O futuro grandioso reservado ao Brasil está em risco. O perigo vermelho não vem só de fora, mas se esgueira também por dentro.

Estarão os brasileiros conscientes do perigo?

A vigilância de nossas Forças Armadas, interpretando o sentimento religioso e anticomunista do povo brasileiro, salvou o País em 1964. Entretanto, ilustres autoridades militares e civis não cessam de advertir, em nossos dias, que o perigo não se afastou. As circunstâncias da moderna guerra psicológica tornam evidente que a colaboração vigilante dos setores civis constitui um fator importante para fazer frente às novas táticas de conquista dos vermelhos. Neste sentido, é imperioso ressaltar a importância da ação desenvolvida pela Sociedade Brasileira de Defesa da Tradição, Família e Propriedade (TFP), a maior e a mais atuante entidade cívica anticomunista do País.

Na realidade, o tufão comunista não fustiga só com armas. Ele hoje atua sobretudo nas mentes. Diante da ameaça comunista, afirma Yves Cuau, da revista francesa L 'Express, "é mais difícil avaliar a vontade de lhe resistir do que o número de megatons que lhe serão opostos. Mas aquela vontade é o essencial. O protetorado soviético começa sempre na mente antes de se concretizar na prática".

(Registros de indicação de objetos nomeados)
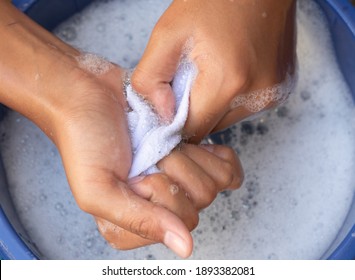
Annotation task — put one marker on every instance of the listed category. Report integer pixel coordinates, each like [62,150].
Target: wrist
[31,59]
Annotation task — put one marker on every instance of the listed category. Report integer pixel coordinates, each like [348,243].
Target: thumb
[119,205]
[154,73]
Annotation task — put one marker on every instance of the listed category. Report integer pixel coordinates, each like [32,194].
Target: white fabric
[151,140]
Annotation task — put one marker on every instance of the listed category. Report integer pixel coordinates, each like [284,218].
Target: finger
[219,162]
[119,238]
[121,206]
[200,187]
[160,190]
[155,71]
[210,100]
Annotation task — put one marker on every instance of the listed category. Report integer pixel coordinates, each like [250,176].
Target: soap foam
[298,159]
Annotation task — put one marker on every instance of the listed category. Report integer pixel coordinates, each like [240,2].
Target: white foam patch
[298,159]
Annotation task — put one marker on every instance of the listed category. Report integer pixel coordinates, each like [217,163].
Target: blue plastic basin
[15,244]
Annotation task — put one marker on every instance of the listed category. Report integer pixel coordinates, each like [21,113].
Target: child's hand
[238,46]
[191,179]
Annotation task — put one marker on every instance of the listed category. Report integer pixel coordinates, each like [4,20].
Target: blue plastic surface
[341,19]
[11,245]
[341,16]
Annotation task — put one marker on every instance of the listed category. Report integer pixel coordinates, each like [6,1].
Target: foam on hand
[151,139]
[299,160]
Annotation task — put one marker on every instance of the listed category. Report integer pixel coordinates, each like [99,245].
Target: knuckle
[85,204]
[193,221]
[142,227]
[228,174]
[208,194]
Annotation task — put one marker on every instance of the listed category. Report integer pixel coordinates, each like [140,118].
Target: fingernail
[208,147]
[135,180]
[176,244]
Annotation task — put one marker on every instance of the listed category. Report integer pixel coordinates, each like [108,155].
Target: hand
[238,47]
[82,109]
[192,177]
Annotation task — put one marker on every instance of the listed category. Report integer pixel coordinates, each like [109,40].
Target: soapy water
[298,159]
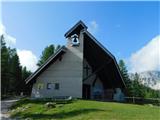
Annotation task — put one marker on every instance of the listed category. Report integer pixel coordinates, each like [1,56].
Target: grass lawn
[84,110]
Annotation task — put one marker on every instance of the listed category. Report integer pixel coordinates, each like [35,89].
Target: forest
[13,74]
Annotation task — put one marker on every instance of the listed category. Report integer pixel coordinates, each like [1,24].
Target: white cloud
[147,58]
[10,40]
[93,26]
[28,59]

◆ Exercícios propostos ◆
(1) De acordo com o trecho sobre o perigo comunista, qual entidade é a maior e a mais atuante entidade cívica anticomunista do País?
(2) Redija a continuação do trecho sobre o perigo comunista, começando logo após a última frase apresentada.

◆ As respostas ◆
(1) A Sociedade Brasileira de Defesa da Tradição, Família e Propriedade (TFP).

(2)
O comunismo possui uma meta: implantar no mundo uma sociedade atéia, igualitária (sem classes) e materialista. Para alcançar esse objetivo ele não se deteve nem se deterá. Prova-o sua expansão durante aproximadamente os últimos 60 anos, à custa de massacres, perseguições e toda a sorte de meios imorais.

A resistência à investida vermelha impõe-se a todos nós como gravíssimo dever de consciência. Está em jogo a civilização cristã, sem a qual o Brasil não seria Brasil. Estão em jogo nossos princípios, nossas tradições, as sagradas instituições da família e da propriedade privada, principais alvos da sanha demolidora marxista.

Para resistir ao inimigo, é preciso conhecê-lo em seus princípios, seus métodos de ação e suas artimanhas táticas. Este é o objetivo do breve histórico da implantação do comunismo na Rússia, que apresentamos a seguir.

As fraquezas, conivências e traições da Revolução bolchevista se repetiram em todos os países onde, como na Rússia, os comunistas não encontraram pela frente resistência autêntica e decidida. Nossos leitores terão, assim, a ocasião de premunir-se contra erros que lançaram tantas nações nas garras da minoria marxista. Não vigiar, não combater é preparar o banho de sangue das perseguições que já cobre de luto mais de um terço da humanidade. Aceitar a bolchevização é viver numa "terra devastada e sem honra", sem família, sem pátria, sem Religião, sem Deus.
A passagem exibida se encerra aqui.